WORK TASK:
From the first line to the last, restate every record word for word, leaving out the pictures.

DATA PROVIDED:
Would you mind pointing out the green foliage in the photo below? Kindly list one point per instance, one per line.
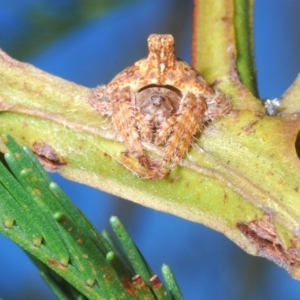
(36, 214)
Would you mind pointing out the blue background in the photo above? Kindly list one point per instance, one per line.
(206, 264)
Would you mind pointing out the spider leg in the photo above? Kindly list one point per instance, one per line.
(125, 123)
(188, 120)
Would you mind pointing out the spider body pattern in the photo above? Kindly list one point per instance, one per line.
(160, 100)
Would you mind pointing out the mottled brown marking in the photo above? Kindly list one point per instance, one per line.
(249, 128)
(262, 233)
(161, 100)
(48, 157)
(56, 263)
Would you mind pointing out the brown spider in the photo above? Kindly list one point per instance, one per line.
(161, 100)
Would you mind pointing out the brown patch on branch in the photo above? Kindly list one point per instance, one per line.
(262, 233)
(48, 157)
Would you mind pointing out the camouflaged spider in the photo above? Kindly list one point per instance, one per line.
(161, 100)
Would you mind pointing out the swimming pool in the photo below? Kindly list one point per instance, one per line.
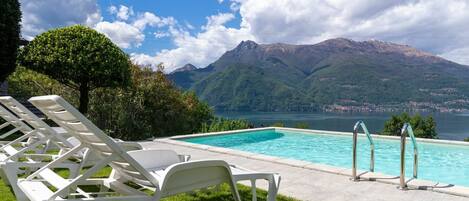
(446, 163)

RESULT FOR THIS EXERCISE:
Would you mind pointing out the green foliage in the photo below? Kindly list one point per instance, one per line.
(36, 214)
Would you mind pointing out the blue background in the photo above? Kindly list one point per instance, one per line.
(206, 264)
Would you mind pointing out the spider leg in the photo above? Kindly list one point per instance, one per line.
(125, 123)
(188, 120)
Would you mind pointing out the spider body pattern in the photo above? Kindly list one point per instance, one per line.
(160, 100)
Would you mind pointing out the mottled brown marking in the photo above? Kindly list one point per instance, one per line.
(249, 128)
(262, 233)
(161, 100)
(48, 157)
(56, 263)
Would you mind pointing out the brown spider in the photo above? Kindly list one point per instance, one per line.
(161, 100)
Would you mind pointing out the brown patch on branch in the photo above? Kindly list one point per instance, one per line.
(262, 233)
(48, 157)
Would you mind pointing out the camouflaged spider in the photo above? Kindly list one point per instance, one per line.
(161, 100)
Would you mind pointing out the swimming pool in the photo below? Kindly list one point per instance, one per line.
(446, 163)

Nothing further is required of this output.